:: MATERIAL SHOWN

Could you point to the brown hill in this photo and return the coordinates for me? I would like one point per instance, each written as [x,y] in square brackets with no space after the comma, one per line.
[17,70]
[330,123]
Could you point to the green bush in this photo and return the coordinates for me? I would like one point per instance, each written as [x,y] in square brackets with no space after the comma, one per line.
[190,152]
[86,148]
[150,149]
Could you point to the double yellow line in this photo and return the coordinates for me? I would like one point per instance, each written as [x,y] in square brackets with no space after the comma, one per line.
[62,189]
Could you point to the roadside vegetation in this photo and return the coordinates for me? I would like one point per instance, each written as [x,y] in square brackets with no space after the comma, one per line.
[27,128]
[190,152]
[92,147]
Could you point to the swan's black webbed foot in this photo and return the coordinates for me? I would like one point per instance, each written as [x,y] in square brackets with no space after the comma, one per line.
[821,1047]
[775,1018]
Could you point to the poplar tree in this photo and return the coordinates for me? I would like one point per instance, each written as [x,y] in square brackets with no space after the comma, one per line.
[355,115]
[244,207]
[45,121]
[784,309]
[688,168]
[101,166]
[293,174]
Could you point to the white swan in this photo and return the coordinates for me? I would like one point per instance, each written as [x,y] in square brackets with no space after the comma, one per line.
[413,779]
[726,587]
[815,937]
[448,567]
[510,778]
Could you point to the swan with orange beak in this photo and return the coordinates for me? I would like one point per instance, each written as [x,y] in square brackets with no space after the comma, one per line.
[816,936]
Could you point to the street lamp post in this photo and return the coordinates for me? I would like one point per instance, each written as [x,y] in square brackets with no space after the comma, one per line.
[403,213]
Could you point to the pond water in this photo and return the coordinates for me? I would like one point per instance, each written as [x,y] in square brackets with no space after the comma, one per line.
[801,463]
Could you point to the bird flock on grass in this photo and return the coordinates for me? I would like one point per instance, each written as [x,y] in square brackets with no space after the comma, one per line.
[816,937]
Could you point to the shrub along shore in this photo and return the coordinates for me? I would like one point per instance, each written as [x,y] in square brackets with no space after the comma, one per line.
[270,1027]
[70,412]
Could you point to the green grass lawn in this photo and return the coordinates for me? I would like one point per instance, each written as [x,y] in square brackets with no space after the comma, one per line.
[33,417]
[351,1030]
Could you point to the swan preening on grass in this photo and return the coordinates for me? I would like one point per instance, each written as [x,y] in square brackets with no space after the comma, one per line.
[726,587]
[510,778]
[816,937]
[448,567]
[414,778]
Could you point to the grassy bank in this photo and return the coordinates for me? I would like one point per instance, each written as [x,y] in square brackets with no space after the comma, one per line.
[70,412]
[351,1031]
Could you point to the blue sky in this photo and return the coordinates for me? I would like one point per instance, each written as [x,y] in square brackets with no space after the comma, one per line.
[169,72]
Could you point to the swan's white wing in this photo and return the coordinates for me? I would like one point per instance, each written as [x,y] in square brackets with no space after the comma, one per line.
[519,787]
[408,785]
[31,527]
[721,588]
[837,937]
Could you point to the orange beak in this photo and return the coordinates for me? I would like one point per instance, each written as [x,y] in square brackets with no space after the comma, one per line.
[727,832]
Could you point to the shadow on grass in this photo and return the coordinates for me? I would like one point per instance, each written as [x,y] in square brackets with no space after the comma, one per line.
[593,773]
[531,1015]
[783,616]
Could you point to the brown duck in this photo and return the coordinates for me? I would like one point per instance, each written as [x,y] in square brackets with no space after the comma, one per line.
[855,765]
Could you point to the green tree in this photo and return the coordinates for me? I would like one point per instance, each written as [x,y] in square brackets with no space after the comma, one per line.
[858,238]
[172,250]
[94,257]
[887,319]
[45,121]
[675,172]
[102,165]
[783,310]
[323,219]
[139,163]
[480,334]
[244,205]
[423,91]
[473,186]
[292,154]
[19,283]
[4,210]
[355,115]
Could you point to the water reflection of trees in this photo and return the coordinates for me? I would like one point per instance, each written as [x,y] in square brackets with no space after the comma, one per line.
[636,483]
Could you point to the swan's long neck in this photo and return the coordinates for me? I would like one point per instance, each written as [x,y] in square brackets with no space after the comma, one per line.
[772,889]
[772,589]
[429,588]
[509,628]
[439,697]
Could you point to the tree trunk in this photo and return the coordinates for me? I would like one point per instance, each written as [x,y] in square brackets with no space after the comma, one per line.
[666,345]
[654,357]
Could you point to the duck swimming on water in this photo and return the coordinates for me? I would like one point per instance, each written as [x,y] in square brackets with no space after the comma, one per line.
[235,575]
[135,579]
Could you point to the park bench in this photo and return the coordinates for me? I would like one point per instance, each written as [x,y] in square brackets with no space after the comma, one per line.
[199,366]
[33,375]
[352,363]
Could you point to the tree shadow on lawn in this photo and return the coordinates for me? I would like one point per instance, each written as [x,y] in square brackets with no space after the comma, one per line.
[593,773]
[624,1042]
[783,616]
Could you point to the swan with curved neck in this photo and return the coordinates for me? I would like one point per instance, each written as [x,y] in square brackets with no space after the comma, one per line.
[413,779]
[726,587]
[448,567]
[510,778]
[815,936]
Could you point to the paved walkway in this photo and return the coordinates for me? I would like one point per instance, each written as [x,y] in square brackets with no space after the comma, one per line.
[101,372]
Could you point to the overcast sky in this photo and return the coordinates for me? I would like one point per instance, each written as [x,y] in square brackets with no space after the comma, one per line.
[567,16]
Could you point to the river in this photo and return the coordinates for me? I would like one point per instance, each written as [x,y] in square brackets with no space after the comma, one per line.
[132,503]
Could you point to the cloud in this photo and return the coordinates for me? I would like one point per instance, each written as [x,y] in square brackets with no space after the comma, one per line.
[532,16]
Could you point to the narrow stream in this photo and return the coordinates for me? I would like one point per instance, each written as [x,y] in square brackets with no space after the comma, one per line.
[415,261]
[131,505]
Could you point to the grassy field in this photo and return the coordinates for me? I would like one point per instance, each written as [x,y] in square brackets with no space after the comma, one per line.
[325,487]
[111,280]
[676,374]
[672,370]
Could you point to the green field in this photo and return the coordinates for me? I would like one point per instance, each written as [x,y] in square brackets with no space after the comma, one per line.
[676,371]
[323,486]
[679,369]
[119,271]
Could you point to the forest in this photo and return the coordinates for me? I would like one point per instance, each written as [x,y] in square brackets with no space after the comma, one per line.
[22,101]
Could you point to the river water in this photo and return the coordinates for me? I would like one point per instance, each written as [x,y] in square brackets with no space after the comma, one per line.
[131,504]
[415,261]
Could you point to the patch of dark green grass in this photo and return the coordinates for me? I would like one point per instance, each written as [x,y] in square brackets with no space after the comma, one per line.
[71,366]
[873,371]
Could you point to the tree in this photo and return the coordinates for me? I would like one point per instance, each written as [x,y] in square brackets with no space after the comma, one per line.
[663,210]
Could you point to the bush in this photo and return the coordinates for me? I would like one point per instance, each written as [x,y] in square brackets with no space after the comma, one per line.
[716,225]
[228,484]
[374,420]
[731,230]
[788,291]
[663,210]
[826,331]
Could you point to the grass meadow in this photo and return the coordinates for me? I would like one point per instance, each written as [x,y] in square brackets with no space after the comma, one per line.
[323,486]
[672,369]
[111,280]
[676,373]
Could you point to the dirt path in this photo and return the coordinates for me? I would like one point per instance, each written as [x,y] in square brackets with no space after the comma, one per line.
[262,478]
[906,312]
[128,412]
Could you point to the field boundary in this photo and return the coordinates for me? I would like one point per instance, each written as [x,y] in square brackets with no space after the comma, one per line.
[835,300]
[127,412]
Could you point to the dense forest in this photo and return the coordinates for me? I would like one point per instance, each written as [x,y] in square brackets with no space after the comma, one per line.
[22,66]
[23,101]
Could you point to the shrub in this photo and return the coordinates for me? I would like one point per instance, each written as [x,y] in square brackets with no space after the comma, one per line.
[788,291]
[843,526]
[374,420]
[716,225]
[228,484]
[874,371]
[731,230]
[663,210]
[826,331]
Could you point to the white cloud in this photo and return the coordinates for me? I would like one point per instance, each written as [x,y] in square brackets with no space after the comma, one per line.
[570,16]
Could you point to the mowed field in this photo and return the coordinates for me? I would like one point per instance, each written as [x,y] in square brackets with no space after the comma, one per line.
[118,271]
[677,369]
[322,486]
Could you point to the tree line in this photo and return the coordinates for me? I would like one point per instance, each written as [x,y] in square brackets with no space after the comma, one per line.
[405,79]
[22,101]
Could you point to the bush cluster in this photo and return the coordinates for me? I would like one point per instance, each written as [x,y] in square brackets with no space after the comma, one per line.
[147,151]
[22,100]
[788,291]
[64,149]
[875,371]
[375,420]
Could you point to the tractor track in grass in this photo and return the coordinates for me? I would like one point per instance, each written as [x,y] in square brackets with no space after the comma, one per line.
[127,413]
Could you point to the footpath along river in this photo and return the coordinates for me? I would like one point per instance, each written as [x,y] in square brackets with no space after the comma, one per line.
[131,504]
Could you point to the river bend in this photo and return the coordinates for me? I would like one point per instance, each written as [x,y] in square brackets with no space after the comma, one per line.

::::

__WHAT THE TASK REQUIRES__. Look for the line with "Could you point to the tractor" in the records above. Repeat it and each line after it exactly.

__TASK SOLUTION__.
Could you point to the tractor track in grass in this photo and return the coordinates for me? I would like one point per instance, each written as [x,y] in square brackets with no space after the comma, one per line.
[127,413]
Could you point to the footpath along river in this photo and return the coordinates for me? I would like one point per instance, each written as [x,y] in square brackets with no space after the comma, one per line.
[131,504]
Could you point to the river bend in this photo and return the coordinates for me? I would like one point per instance, each written as [x,y] in square brackets with no space after the comma, one per line.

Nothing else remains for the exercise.